• _MATERIAL FORNECIDO_
----------------------------------------
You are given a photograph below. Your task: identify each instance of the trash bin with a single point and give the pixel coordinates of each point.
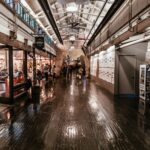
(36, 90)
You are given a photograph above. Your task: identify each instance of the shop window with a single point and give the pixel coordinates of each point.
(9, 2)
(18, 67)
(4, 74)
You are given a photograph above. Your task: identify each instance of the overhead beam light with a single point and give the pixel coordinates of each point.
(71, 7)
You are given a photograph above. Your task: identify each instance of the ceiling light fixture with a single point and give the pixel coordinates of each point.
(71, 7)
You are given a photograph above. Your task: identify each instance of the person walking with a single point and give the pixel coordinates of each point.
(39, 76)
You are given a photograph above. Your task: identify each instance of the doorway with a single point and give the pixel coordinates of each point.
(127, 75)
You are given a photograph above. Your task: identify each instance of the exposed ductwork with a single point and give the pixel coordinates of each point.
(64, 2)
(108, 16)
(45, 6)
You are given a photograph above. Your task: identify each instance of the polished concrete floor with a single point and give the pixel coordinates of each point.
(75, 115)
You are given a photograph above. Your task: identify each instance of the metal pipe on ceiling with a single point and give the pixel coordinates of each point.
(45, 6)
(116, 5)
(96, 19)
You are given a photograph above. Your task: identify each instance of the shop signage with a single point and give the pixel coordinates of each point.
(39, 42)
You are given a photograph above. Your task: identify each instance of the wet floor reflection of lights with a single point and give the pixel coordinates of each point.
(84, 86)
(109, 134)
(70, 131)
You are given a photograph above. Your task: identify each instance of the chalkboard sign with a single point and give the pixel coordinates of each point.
----------------------------------------
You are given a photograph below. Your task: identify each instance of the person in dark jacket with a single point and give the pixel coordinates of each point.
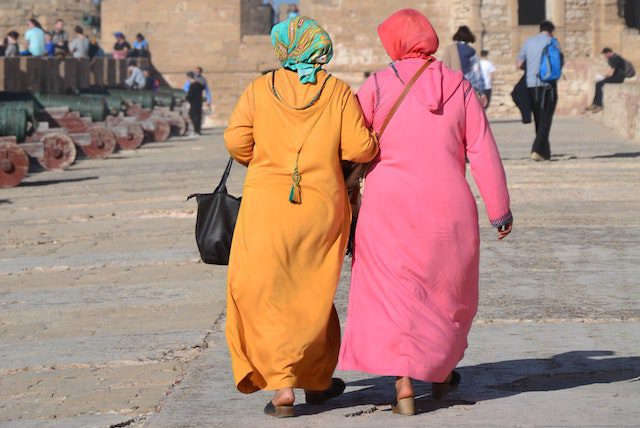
----------------------------------------
Expresse como uma lista JSON de strings as linhas desde a que contém "of the metal" até a que contém "of the chalkboard", incluindo ambas, com uma string para cada linha e sem as linhas em branco.

• _RESULTADO DO EXERCÍCIO_
[
  "You are given a photograph above. Your task: identify each instance of the metal pipe on ceiling with a single point and give the pixel coordinates of each point.",
  "(45, 6)",
  "(116, 5)",
  "(96, 19)",
  "You are given a photograph above. Your task: identify each instance of the shop signage with a single point and give the pixel coordinates of each point.",
  "(39, 42)",
  "You are given a photograph above. Your task: identify each instance of the wet floor reflection of lights with a single point and give the pixel coordinates of each point.",
  "(84, 86)",
  "(109, 134)",
  "(70, 131)",
  "You are given a photograph above. Your task: identify each instance of the chalkboard sign with a single point and give the pixel coordinates of each point."
]